If I look out of the study window, I see the shaggy-haired offspring of W11 frolicking in the Whipsnade-sized private communal gardens. If I peer out of the large sash windows at the front, I can see the honey-coloured lovelies of Notting Hill, looking like extras in a Richard Curtis movie. Ah, the world has been sweet to me. By the way, do you hate me yet?
I confess, I’m a fraud. Any fool knows that the inhabitants of this swanky bit of town leave in August to cause Italy’s annual espresso-price bubble. It is true, though, that I’m housesitting here while my own home has its mildew nature reserve replaced with a bathroom. It’s also true that I’m suffering from property-related bipolar disorder. I veer between the ecstatic highs of thinking that I have in some profound spiritual way returned home to my rightful social station (quite literally Holland Park Tube; very naice); that I too could be a gilded focaccia-munching Hillbilly trustafarian.

__PROMPT 1__. List each line of the rows that contains the word "pink". Case counts.

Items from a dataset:
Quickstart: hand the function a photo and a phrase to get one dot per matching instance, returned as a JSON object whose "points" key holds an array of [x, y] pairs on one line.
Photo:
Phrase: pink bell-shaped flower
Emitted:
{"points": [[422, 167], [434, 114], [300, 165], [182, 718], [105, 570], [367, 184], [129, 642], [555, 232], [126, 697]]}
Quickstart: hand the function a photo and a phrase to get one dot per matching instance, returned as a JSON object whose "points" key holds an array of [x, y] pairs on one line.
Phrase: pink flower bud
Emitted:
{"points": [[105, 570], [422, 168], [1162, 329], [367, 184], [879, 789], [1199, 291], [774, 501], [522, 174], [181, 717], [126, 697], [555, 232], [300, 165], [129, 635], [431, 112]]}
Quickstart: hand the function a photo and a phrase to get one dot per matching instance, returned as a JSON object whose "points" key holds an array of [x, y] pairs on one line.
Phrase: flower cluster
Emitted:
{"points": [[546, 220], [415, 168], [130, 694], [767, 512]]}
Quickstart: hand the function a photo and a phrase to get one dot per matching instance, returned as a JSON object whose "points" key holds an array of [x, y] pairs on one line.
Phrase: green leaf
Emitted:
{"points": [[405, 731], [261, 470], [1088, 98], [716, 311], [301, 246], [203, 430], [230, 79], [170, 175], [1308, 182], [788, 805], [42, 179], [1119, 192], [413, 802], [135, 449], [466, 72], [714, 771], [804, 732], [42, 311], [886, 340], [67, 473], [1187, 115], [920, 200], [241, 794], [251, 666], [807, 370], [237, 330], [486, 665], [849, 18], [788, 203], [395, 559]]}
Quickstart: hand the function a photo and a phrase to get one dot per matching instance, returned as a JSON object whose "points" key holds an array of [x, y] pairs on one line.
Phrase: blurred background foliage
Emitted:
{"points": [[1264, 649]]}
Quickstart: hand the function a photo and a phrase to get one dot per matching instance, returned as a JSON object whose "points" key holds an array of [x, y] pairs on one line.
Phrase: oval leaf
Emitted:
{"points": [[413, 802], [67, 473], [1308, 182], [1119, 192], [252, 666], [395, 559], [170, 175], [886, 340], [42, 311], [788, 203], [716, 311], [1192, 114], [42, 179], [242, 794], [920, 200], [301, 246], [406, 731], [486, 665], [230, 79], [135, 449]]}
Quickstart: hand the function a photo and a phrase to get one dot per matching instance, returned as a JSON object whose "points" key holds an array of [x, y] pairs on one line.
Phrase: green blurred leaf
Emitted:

__PROMPT 2__. In the Notting Hill passage, why does the writer confess to being a fraud? Answer in one to three sentences.

__WRITTEN SOLUTION 1__.
Phrase: pink bell-shaped flower
Phrase: pink flower bud

__WRITTEN SOLUTION 2__. The writer is not a resident of that swanky part of town. The writer is only housesitting there while the writer's own home has its mildew replaced with a bathroom. The passage also notes that the area's inhabitants leave in August.